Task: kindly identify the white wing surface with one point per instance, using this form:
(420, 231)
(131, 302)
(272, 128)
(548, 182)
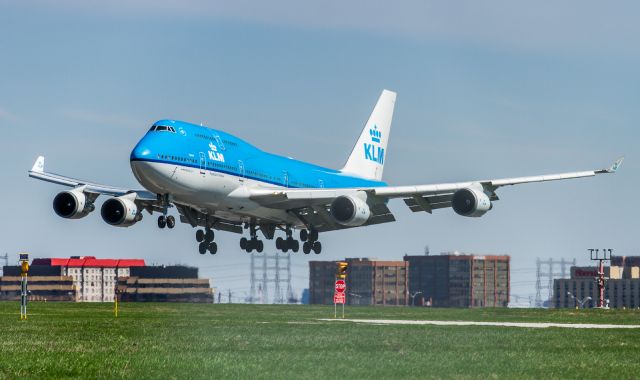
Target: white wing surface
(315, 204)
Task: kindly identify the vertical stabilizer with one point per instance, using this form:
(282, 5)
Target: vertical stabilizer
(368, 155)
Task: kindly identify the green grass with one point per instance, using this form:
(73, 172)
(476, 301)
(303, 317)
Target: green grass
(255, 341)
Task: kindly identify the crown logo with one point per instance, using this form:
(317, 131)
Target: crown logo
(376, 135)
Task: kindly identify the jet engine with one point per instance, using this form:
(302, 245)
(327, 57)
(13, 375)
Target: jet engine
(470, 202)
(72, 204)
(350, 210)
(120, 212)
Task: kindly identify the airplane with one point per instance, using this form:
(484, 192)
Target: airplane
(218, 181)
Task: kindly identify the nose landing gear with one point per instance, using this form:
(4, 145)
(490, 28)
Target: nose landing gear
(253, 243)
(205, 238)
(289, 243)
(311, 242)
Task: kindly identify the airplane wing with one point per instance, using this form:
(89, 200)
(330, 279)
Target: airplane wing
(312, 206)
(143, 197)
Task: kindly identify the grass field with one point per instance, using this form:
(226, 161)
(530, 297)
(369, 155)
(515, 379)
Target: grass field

- - -

■ ABOUT THIS EXERCISE
How many lines of the entries above contain the word "field"? Give the number alone.

■ TASK RESPONSE
2